[[ Given data, beginning ]]

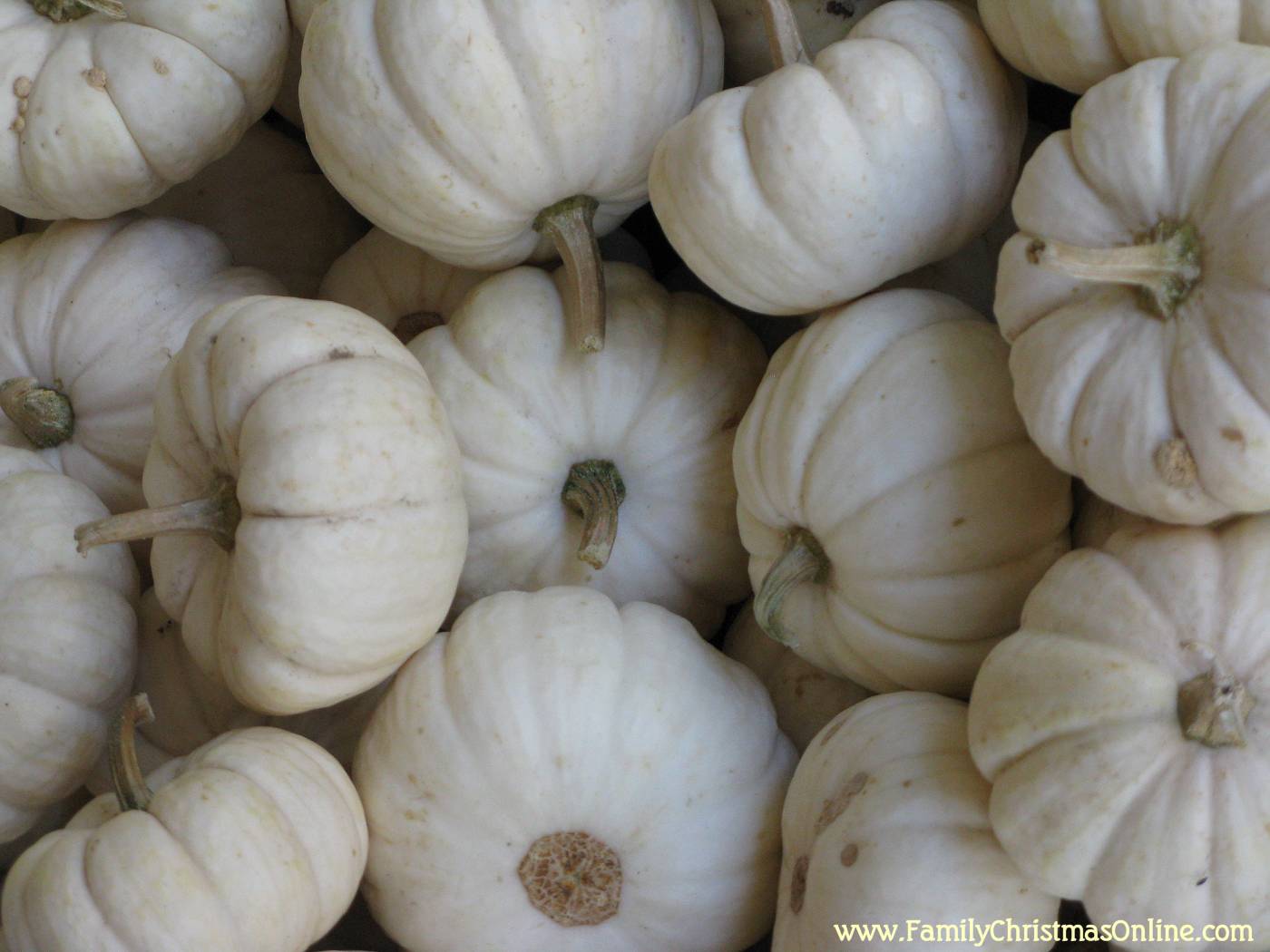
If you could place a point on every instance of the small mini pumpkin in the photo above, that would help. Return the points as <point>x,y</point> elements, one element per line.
<point>886,821</point>
<point>91,313</point>
<point>104,104</point>
<point>484,132</point>
<point>307,500</point>
<point>609,470</point>
<point>1132,295</point>
<point>1124,729</point>
<point>253,843</point>
<point>806,698</point>
<point>67,638</point>
<point>605,780</point>
<point>894,510</point>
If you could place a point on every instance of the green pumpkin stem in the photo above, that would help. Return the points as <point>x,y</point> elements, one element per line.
<point>44,415</point>
<point>803,561</point>
<point>126,776</point>
<point>571,226</point>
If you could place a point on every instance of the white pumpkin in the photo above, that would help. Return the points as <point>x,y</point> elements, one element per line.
<point>1132,296</point>
<point>747,54</point>
<point>307,497</point>
<point>1077,44</point>
<point>894,510</point>
<point>806,698</point>
<point>485,132</point>
<point>886,821</point>
<point>1124,730</point>
<point>609,470</point>
<point>91,313</point>
<point>562,776</point>
<point>821,183</point>
<point>67,638</point>
<point>108,103</point>
<point>253,843</point>
<point>270,205</point>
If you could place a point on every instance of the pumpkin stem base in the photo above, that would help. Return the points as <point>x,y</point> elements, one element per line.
<point>594,491</point>
<point>42,414</point>
<point>1166,264</point>
<point>573,879</point>
<point>216,516</point>
<point>126,774</point>
<point>784,37</point>
<point>571,226</point>
<point>1213,707</point>
<point>802,561</point>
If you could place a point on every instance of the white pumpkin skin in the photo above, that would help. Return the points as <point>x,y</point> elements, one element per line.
<point>1079,723</point>
<point>254,843</point>
<point>747,54</point>
<point>806,698</point>
<point>103,116</point>
<point>886,821</point>
<point>270,205</point>
<point>67,638</point>
<point>660,403</point>
<point>95,310</point>
<point>628,727</point>
<point>816,186</point>
<point>498,112</point>
<point>1156,403</point>
<point>1076,46</point>
<point>886,431</point>
<point>326,433</point>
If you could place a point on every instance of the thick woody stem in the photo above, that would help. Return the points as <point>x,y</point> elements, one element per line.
<point>216,516</point>
<point>130,782</point>
<point>802,561</point>
<point>784,38</point>
<point>571,226</point>
<point>594,491</point>
<point>42,414</point>
<point>1166,264</point>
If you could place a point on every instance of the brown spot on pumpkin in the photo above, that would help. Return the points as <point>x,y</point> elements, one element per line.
<point>838,802</point>
<point>797,885</point>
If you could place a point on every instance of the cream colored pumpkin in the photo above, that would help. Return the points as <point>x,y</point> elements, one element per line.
<point>270,205</point>
<point>1077,44</point>
<point>609,470</point>
<point>91,313</point>
<point>747,54</point>
<point>253,843</point>
<point>1124,730</point>
<point>562,776</point>
<point>821,183</point>
<point>67,638</point>
<point>1132,296</point>
<point>484,132</point>
<point>311,480</point>
<point>886,821</point>
<point>806,698</point>
<point>894,510</point>
<point>104,113</point>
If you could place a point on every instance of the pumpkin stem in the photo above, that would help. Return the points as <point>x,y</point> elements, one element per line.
<point>415,324</point>
<point>126,776</point>
<point>42,414</point>
<point>216,516</point>
<point>1215,706</point>
<point>594,491</point>
<point>784,38</point>
<point>802,561</point>
<point>67,10</point>
<point>1166,263</point>
<point>571,226</point>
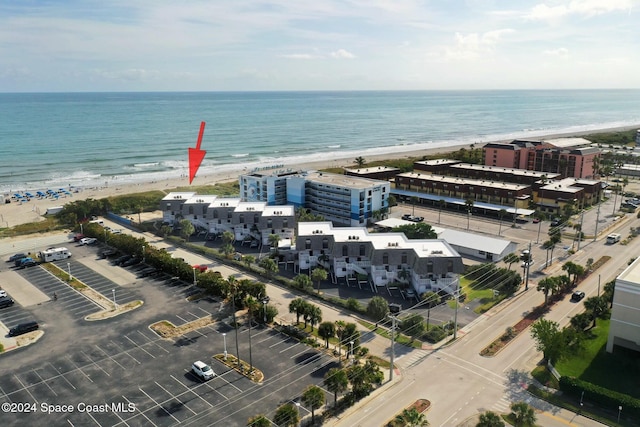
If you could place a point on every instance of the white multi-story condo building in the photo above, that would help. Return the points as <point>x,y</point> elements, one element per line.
<point>624,329</point>
<point>385,258</point>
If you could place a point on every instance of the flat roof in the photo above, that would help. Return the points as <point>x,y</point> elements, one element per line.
<point>567,142</point>
<point>498,169</point>
<point>372,169</point>
<point>380,241</point>
<point>342,180</point>
<point>470,181</point>
<point>177,195</point>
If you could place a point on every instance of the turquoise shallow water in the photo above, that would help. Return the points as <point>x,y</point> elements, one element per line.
<point>84,139</point>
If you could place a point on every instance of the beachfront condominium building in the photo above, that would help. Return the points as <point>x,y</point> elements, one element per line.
<point>568,157</point>
<point>269,185</point>
<point>215,215</point>
<point>379,259</point>
<point>624,328</point>
<point>342,199</point>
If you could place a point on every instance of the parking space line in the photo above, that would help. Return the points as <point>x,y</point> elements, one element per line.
<point>78,368</point>
<point>139,412</point>
<point>26,389</point>
<point>140,347</point>
<point>174,397</point>
<point>62,376</point>
<point>94,420</point>
<point>154,342</point>
<point>289,348</point>
<point>196,394</point>
<point>44,382</point>
<point>94,363</point>
<point>158,405</point>
<point>126,352</point>
<point>112,359</point>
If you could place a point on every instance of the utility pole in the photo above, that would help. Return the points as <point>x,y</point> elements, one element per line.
<point>393,338</point>
<point>526,280</point>
<point>595,233</point>
<point>580,231</point>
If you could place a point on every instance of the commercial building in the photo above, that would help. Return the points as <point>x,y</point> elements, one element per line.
<point>624,328</point>
<point>569,157</point>
<point>383,258</point>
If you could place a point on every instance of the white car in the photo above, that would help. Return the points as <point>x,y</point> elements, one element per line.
<point>202,370</point>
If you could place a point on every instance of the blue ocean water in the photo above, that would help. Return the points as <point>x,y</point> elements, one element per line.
<point>49,140</point>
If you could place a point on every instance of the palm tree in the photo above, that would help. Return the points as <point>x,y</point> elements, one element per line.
<point>259,421</point>
<point>336,381</point>
<point>327,330</point>
<point>501,214</point>
<point>286,416</point>
<point>523,414</point>
<point>547,285</point>
<point>490,419</point>
<point>298,306</point>
<point>412,418</point>
<point>313,397</point>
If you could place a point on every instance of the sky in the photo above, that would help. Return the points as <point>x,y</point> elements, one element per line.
<point>270,45</point>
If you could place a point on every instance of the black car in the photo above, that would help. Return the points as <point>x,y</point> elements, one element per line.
<point>23,328</point>
<point>108,253</point>
<point>6,302</point>
<point>577,296</point>
<point>122,259</point>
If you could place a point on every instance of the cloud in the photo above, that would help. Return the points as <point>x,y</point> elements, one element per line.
<point>561,52</point>
<point>586,8</point>
<point>299,56</point>
<point>474,45</point>
<point>342,54</point>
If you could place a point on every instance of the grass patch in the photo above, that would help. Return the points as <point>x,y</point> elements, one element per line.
<point>617,371</point>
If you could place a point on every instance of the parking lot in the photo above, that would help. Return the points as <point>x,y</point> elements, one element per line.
<point>140,379</point>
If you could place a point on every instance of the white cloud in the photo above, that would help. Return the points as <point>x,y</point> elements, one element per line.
<point>560,52</point>
<point>586,8</point>
<point>474,45</point>
<point>342,54</point>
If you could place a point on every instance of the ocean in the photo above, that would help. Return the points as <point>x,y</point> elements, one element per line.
<point>52,140</point>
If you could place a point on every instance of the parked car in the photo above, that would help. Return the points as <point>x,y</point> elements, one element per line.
<point>202,370</point>
<point>16,257</point>
<point>122,259</point>
<point>23,328</point>
<point>6,302</point>
<point>108,253</point>
<point>577,296</point>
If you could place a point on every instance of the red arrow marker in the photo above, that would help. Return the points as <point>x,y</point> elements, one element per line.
<point>196,155</point>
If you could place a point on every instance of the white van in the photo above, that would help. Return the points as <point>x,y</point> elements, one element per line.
<point>613,238</point>
<point>55,254</point>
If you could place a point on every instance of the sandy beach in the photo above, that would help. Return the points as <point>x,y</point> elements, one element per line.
<point>15,213</point>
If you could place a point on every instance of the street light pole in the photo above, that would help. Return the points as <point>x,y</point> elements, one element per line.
<point>224,338</point>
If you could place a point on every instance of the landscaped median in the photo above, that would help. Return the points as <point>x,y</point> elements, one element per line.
<point>109,310</point>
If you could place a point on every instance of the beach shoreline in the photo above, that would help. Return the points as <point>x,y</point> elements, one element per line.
<point>16,213</point>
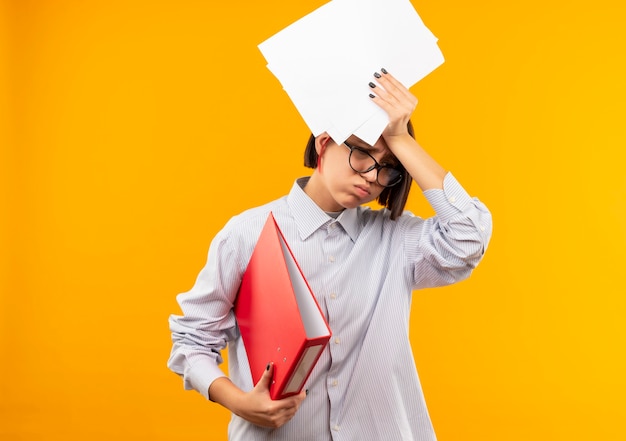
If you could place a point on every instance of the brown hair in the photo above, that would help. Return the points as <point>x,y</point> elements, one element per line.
<point>394,198</point>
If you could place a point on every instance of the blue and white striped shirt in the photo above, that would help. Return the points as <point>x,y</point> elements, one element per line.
<point>362,268</point>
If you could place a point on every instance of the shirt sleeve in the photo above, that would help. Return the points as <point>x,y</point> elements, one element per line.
<point>207,322</point>
<point>445,248</point>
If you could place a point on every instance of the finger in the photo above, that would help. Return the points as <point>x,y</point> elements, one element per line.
<point>266,379</point>
<point>388,81</point>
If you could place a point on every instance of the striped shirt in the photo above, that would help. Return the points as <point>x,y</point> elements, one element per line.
<point>362,267</point>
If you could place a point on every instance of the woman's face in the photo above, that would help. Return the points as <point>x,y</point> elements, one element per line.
<point>344,187</point>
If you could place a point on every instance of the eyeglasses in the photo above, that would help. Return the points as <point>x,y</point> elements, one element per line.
<point>362,162</point>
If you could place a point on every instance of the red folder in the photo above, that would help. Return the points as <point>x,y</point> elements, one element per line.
<point>278,317</point>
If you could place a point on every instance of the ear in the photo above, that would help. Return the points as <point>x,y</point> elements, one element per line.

[[ Given data, end ]]

» Prompt
Nothing but the lines from the one with "of the woman's" through the final line of the data belongs in the answer, and they must match exactly.

» Task answer
If you could place a point on every instance of the woman's face in the photo above, that would help. Return the points as <point>x,y</point> elements, one element per line.
<point>344,187</point>
If you could place a point on every instance of the eyeglasses in the photo above, that would help. Return the points as <point>x,y</point> elements, one element per line.
<point>362,162</point>
If you could place a point on every instance of the red folder in the photo above, that would help. Return the points as <point>x,y</point> elements, one element per line.
<point>278,317</point>
If you could place a point on every instance of the ear in the photo above, that would help. Return the points as <point>x,y</point> elements, one element per line.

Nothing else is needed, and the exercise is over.